begin DATA LINES
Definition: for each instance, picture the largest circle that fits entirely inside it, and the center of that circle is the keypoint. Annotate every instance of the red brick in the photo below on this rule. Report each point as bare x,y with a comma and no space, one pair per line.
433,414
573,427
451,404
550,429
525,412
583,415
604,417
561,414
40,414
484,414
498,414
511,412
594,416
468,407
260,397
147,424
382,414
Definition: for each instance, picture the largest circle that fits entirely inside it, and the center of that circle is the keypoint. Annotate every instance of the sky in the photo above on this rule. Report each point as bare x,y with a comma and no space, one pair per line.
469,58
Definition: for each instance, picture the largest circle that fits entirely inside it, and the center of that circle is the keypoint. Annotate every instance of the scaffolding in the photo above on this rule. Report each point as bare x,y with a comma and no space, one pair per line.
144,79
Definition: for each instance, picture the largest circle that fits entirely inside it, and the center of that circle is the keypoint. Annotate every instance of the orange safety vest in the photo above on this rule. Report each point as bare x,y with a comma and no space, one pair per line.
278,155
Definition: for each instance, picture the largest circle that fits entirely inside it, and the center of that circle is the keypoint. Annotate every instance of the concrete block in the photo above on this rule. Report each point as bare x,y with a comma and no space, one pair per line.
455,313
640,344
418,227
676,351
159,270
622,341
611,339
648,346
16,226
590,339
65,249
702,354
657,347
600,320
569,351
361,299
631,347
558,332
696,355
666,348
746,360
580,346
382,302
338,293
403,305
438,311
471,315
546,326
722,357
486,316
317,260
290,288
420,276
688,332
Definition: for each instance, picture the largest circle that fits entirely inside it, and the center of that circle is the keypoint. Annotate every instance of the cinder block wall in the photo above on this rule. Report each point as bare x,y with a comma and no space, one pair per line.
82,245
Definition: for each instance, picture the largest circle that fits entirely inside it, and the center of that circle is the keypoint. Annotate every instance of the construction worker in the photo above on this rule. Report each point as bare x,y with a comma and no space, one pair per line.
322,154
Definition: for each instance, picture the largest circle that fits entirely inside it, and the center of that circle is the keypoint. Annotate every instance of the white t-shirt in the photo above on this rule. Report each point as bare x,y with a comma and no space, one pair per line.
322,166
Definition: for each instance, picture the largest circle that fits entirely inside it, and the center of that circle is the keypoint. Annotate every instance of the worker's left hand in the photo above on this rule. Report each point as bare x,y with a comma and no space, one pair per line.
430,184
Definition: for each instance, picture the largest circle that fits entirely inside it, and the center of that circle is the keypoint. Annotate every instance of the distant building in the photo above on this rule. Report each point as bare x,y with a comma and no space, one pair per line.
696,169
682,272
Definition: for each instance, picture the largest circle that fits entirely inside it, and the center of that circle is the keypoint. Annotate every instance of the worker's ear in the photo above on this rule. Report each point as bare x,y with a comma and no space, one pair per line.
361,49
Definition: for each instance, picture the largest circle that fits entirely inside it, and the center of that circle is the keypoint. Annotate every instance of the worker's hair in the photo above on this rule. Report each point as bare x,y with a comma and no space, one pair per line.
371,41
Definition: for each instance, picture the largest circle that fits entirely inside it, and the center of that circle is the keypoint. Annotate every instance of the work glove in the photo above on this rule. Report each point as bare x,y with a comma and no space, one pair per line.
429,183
end DATA LINES
### GOAL OF THE EXERCISE
Please format all of the material above as a two-column CSV with the columns text and answer. Put each passage of wording and the coordinate lines that follow it on one row, each in a quoted field, with line breaks turned into spaces.

### RESULT
text,answer
"Definition: for each instance, picture the largest circle that fits entirely inside it, and the center of that circle is the keypoint. Annotate every instance of the red brick in the photo below on this rule. Report each point as bare x,y with a comma and no space, one pair per line.","433,414 573,427 451,404 550,429 525,412 583,415 604,417 561,414 40,414 484,414 498,414 511,412 594,416 468,407 260,397 147,424 382,414"
"Definition: for each instance, picture the largest circle that fits entirely inside it, and the center of that circle is the keypoint. Annotate every instance of the sky in the photo above on this rule. Report each point as bare x,y with a comma and no space, one pair per line.","469,58"
"Definition: for each instance, picture the largest circle that fits entirely inside it, and the center of that circle is the keypoint. Annotate every instance of the scaffolding in the photo above on this rule. Report each point as bare x,y with a comma and no space, one pair per line.","144,79"
"Definition: for each instance, picture the largest circle that fits entirely inside it, and the center of that circle is the keypoint. Annotate every instance of the orange safety vest in the photo above on this rule. Report each point as bare x,y with a comma and no space, one pair per line.","278,155"
"Definition: for each instance, picture the largest circle that fits entirely inside it, and the center of that circle is the keypoint. Annotate every instance of the concrete block in the photo above on this rule. Report each point as bare x,y with a comma and no space, one pair per line.","455,313 640,344 418,227 676,351 159,270 622,341 611,339 648,346 16,226 590,339 65,249 702,354 657,347 600,320 569,351 361,299 631,347 558,332 696,355 666,348 746,360 580,346 382,302 338,293 403,305 438,311 471,315 546,326 722,357 486,316 317,260 290,288 420,276 688,332"
"Definition: for each instance, picture the largest circle that fits entirely inside it, and the center of that circle is the keypoint. Annotate every instance of the cinder block wall in the photo above on this rule. Report each point as bare x,y with a comma and no space, one pair per line.","82,245"
"Definition: for each instance, picture the largest circle that fits entirely inside it, and the center of that circle is the keypoint. Annotate every instance of the construction worker in the photo above on this rule. Report each point as bare x,y with a comma and no space, one pair per line.","322,154"
"Definition: for each instance, picture the largest circle that fits entirely inside it, and the center of that circle is the keypoint. Annotate every instance of the white t-shirt in the photo above on this rule. Report each point as bare x,y with a comma and no space, one pair per line.","322,166"
"Definition: for each instance, picture the largest circle that fits entirely inside it, and the center of that circle is the keypoint. Annotate every instance of the worker's left hand in the photo above on this rule. Report each point as bare x,y with a comma and no space, one pair per line.","430,184"
"Definition: for each instance, picture the largest circle that fits entirely inside it, and the center of that circle is the keypoint. Annotate every instance of the distant building in the photo above on this rule. Report each point as bare x,y with a comma and no space, one pair per line.","696,169 682,272"
"Definition: for each instance, picture the largest circle that fits entirely inside it, and the center of that circle is the keypoint. Annotate every instance of the worker's ear in the photo above on this rule. Report each point as bare x,y with a comma and no space, one pair per line.","361,49"
"Definition: for each instance, picture the largest circle that fits entirely inside it, and the center of that circle is the keypoint. Annotate every instance of the worker's hair in the photo above on this rule. Report each point as bare x,y with a comma and no space, one pair per line.","371,41"
"Definition: for each instance, picture the largest circle that fits entirely inside it, and the center of that circle is the keypoint. Annotate every instance of the work glove in the photo above on this rule. Report each point as bare x,y with a comma and no space, one pair per line.","429,183"